Recuerdo haber participado de un recital en los pasillos del viejo Museo de Bellas Artes, en 1984, cuando se celebraba la ceremonia de premiación en la que fue galardonado mi poemario Salmos. Aquella tarde, como viniendo de ninguna parte, se acercaron a mí con una ternura que no podré olvidar jamás Juan y Malena Sánchez Peláez, y luego, Eugenio Montejo. Fueron estos encuentros fuego inextinguible de una poesía en la que quiero vivir para siempre. Terredad y Animal de costumbre, Por cuál causa o nostalgia y Trópico absoluto deben resonar en los versos de La gana breve, publicado por el Fondo Editorial Pequeña Venecia en 1992.

Los poemas que he incluido de ese libro tienen que ver con los afectos que lo hicieron posible. Uno de ellos, concebido frente a un cuadro de Cy Twombly, es un amuleto para los silencios que se rompen. Pero allí también debería retumbar el eco de poetas cuya lectura me acompañaba por esos años (y que aún me abrigan en la vida): Paul Celan, José Ángel Valente, Eugenio de Andrade, Mario Luzi, Antonio Colinas, Salvatore Quasimodo, Zbigniew Herbert, Sandro Penna, Yorgos Seferis, Constantino Cavafis, Yannis Ritsos, Cesare Pavese, Antonio Ramos Rosa, entre otros que rescato de la mezquindad de la memoria.

Fue también en 1992 cuando, leyendo la modesta y afectuosa correspondencia entre Henri Matisse y Pierre Bonnard durante los difíciles años de la Segunda Guerra Mundial y bajo la ocupación nazi en Francia, me pareció encontrar las claves de una poesía ready-made en frases que, escritas sin destino o impulsión literaria, resultaban valerme como poemas: «materia insensata de un poema que aún no llega, poesía que precede a su forma y respira al borde de su no-ser», escribía en el prefacio a «B/M», ese extraño texto, poema de poemas inédito, finalmente concluido en 2010. Se publica por primera vez integralmente -como una rareza en mi obra- en esta antología.

En 1994 retorné a Venezuela, tras haber vivido en Francia por más de una década estudiando y enseñando. Algunos meses antes de mi regreso, uno de mis colegas en la Escuela de Bellas Artes de Nantes -donde yo era profesor- me invitó a producir una plaquette de artista, un pequeño libro objeto que contuviese algún poema escrito por mí. Daniel Nadaud, un hombre discreto y genial, cuya obra se alimenta del olvido rural sobre el que se ha construido la moderna Francia, hizo unos hermosos dibujos de ramajes dorados y térreos para aquel poema, Doble siesta, publicado por una editorial de libros artesanos -Sixtus- en la ciudad de Poitiers. Poema bilingüe, en castellano y en francés, Doble siesta es la única pieza de poesía que he escrito en un idioma diferente a mi lengua materna. Fue -no sin cierta ironía- algo así como mi propia Vuelta a la patria. Lo he incluido en esta antología porque, aun cuando no es inédito, es también un vaso conductor entre uno y otro momento de mi obra.

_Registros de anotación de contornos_

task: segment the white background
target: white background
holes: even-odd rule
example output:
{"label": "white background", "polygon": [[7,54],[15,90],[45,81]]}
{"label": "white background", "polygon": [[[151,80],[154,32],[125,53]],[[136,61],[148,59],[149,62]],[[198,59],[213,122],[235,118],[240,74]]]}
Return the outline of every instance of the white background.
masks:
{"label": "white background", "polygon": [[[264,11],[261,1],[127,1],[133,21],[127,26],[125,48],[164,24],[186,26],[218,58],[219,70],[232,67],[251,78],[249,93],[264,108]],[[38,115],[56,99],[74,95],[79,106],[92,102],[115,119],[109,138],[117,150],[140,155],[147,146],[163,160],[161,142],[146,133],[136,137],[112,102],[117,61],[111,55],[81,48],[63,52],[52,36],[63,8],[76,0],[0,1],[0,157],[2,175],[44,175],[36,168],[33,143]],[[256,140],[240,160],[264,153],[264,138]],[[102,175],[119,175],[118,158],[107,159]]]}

_ENUNCIADO DE LA TAREA_
Según el fragmento, ¿en qué ciudad publicó la editorial Sixtus el poema Doble siesta? Estos registros no guardan relación con el fragmento.

_RESPUESTA COMPLETA_
En la ciudad de Poitiers.